▶ [THE REQUEST] Word for word, print each line of the listing below; pictures stay out.

======== GIVEN RECORDS ========

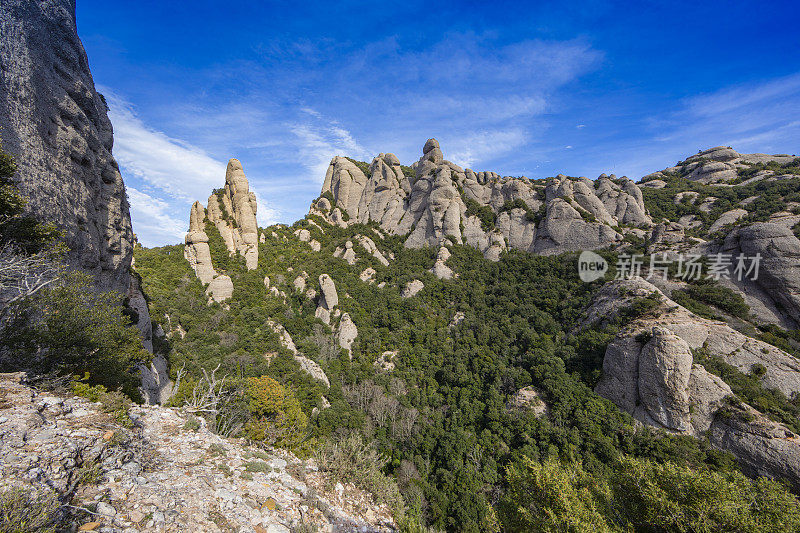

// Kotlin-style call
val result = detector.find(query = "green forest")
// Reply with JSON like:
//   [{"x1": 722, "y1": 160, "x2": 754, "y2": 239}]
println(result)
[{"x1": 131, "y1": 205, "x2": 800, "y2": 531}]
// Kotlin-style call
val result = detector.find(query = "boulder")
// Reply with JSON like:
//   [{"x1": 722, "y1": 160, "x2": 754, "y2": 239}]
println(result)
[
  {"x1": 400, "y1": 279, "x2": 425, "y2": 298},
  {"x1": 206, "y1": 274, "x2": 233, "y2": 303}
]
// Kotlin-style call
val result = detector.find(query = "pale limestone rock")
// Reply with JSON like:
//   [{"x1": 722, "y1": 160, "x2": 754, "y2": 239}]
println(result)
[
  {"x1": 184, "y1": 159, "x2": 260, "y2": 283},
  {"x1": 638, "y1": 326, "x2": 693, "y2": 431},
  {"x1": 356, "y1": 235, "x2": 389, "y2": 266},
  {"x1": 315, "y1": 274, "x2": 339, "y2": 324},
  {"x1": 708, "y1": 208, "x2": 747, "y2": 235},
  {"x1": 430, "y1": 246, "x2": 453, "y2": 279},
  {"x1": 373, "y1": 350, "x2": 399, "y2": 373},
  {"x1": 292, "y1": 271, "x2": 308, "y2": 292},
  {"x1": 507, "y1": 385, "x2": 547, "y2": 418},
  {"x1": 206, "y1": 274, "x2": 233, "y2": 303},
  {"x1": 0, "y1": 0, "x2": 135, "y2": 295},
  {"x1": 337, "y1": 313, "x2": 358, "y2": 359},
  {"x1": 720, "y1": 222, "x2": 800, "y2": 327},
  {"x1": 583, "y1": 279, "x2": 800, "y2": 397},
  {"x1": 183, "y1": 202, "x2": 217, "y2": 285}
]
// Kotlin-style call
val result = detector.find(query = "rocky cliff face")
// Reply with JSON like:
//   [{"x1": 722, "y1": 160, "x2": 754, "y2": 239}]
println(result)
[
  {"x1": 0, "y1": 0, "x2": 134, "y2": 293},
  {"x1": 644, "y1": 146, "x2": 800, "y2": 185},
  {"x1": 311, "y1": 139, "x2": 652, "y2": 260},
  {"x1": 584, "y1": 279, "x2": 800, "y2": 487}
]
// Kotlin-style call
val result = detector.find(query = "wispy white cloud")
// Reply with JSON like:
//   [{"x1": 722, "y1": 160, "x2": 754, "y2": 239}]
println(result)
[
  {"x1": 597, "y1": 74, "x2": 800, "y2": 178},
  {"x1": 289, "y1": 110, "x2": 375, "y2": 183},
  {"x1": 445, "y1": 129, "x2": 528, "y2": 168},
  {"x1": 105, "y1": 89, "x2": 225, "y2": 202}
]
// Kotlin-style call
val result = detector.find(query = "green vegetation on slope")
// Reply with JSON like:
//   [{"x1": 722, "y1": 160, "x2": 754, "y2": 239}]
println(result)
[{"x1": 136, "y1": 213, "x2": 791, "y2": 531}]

========

▶ [FULL OUTPUT]
// Kotlin-style call
val result = detector.find(query = "green forest")
// Reply with JSON like:
//   [{"x1": 722, "y1": 160, "x2": 754, "y2": 239}]
println(result)
[{"x1": 131, "y1": 205, "x2": 800, "y2": 531}]
// Kotlin-style call
val result = detector.find(query = "boulder")
// Reply with JSON like:
//   [{"x1": 722, "y1": 160, "x2": 754, "y2": 239}]
println(result)
[
  {"x1": 400, "y1": 279, "x2": 425, "y2": 298},
  {"x1": 206, "y1": 274, "x2": 233, "y2": 303}
]
// Kotlin-style call
val result = detector.find(query = "pale limestone rock")
// Reply with JSON like:
//   [{"x1": 722, "y1": 160, "x2": 754, "y2": 239}]
println(result)
[
  {"x1": 184, "y1": 159, "x2": 260, "y2": 283},
  {"x1": 638, "y1": 326, "x2": 693, "y2": 431},
  {"x1": 356, "y1": 235, "x2": 389, "y2": 266},
  {"x1": 315, "y1": 274, "x2": 339, "y2": 324},
  {"x1": 708, "y1": 208, "x2": 747, "y2": 235},
  {"x1": 430, "y1": 246, "x2": 453, "y2": 279},
  {"x1": 373, "y1": 350, "x2": 399, "y2": 373},
  {"x1": 292, "y1": 271, "x2": 308, "y2": 292},
  {"x1": 507, "y1": 385, "x2": 547, "y2": 418},
  {"x1": 206, "y1": 274, "x2": 233, "y2": 303},
  {"x1": 0, "y1": 0, "x2": 135, "y2": 295},
  {"x1": 337, "y1": 313, "x2": 358, "y2": 359},
  {"x1": 720, "y1": 222, "x2": 800, "y2": 327},
  {"x1": 583, "y1": 279, "x2": 800, "y2": 397},
  {"x1": 183, "y1": 202, "x2": 217, "y2": 285}
]
// Kotlin-style call
val result = detector.find(query = "rocky cliff face")
// Reply with JSON like:
//   [{"x1": 722, "y1": 160, "x2": 754, "y2": 239}]
println(result)
[
  {"x1": 0, "y1": 0, "x2": 134, "y2": 293},
  {"x1": 644, "y1": 146, "x2": 800, "y2": 185},
  {"x1": 311, "y1": 139, "x2": 652, "y2": 260},
  {"x1": 584, "y1": 279, "x2": 800, "y2": 487}
]
// Kotlin-style call
val result = detector.find(query = "wispy white cloud")
// Reply with JSON like:
//   [{"x1": 722, "y1": 160, "x2": 754, "y2": 239}]
println(result)
[
  {"x1": 597, "y1": 74, "x2": 800, "y2": 178},
  {"x1": 289, "y1": 110, "x2": 375, "y2": 183},
  {"x1": 445, "y1": 129, "x2": 528, "y2": 168},
  {"x1": 105, "y1": 89, "x2": 225, "y2": 202}
]
// Kotlin-style call
val result = detector.find(query = "green vegetation on slope")
// Reply with JSON like:
//   [{"x1": 722, "y1": 160, "x2": 754, "y2": 239}]
println(result)
[{"x1": 136, "y1": 213, "x2": 791, "y2": 531}]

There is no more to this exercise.